PASSAGE GIVEN
○ ○ ○ ○
- Suitable for running, cycling, swimming, weights and much more
- Comes with in-built workouts that you can follow on the watch
- We love the built-in GPS and heart rate monitor
All of the fitness features we’ve come to know and love on other Fitbit products are here, and there are a few upgraded elements too.
The Ionic features a heart rate tracker, which according to the company is even more accurate than on other Fitbits thanks to shiny new algorithms behind the scenes and a design that means it sits much closer to the skin.
We found it worked much quicker than on previous Fitbit products, and in our testing we found it to be as accurate as other trackers and watches on the market. This is particularly useful for exercising, and Fitbit will use your heart rate for a lot of the information that’s displayed in its workouts app.
There’s built-in GPS here too, and Fitbit reckons your connection should be better than on the Fitbit Surge as the antenna bands are placed in optimal positions to ensure a better tracking connection.
○ ○ ○ ○
RECORDED INFORMATION
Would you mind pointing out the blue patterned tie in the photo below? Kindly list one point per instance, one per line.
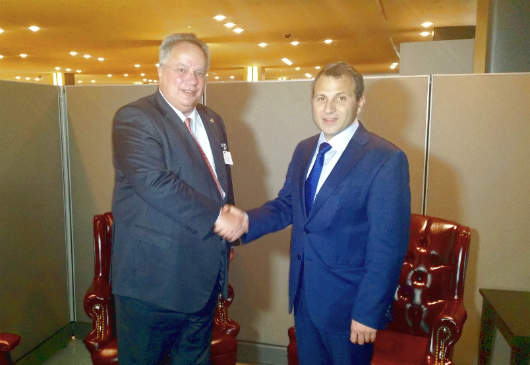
○ ○ ○ ○
STATED EXERCISE 1
For the Fitbit Ionic review above, decide whether each statement agrees with it: (a) the Ionic's heart rate tracker is designed to sit much closer to the skin; (b) in testing, the heart rate tracker proved less accurate than other trackers and watches on the market; (c) the Ionic has no built-in GPS. For each, answer yes or no and quote the words from the review that settle it.
STATED EXERCISE 2
Write the next part of the Fitbit Ionic review, picking up after its final sentence.

WRITTEN REPLY 1
(a) Yes: "a design that means it sits much closer to the skin."
(b) No: "in our testing we found it to be as accurate as other trackers and watches on the market."
(c) No: "There’s built-in GPS here too."

WRITTEN REPLY 2
Connecting to GPS sometimes took a little longer than we’d have liked, but we never lost connection while running or walking. Being able to look through your data after you’ve been on a long run or ride is a big feature too.
New features for running include an automatic pause option, which will notice when, for example, you’ve stopped to cross at some traffic lights and pause your workout, then restart when you begin exercising again.
Fitbit has also included workouts in its new Fitbit Coach feature that is accessible from the watch and will offer a similar service to the Fitstar app you can download on your phone.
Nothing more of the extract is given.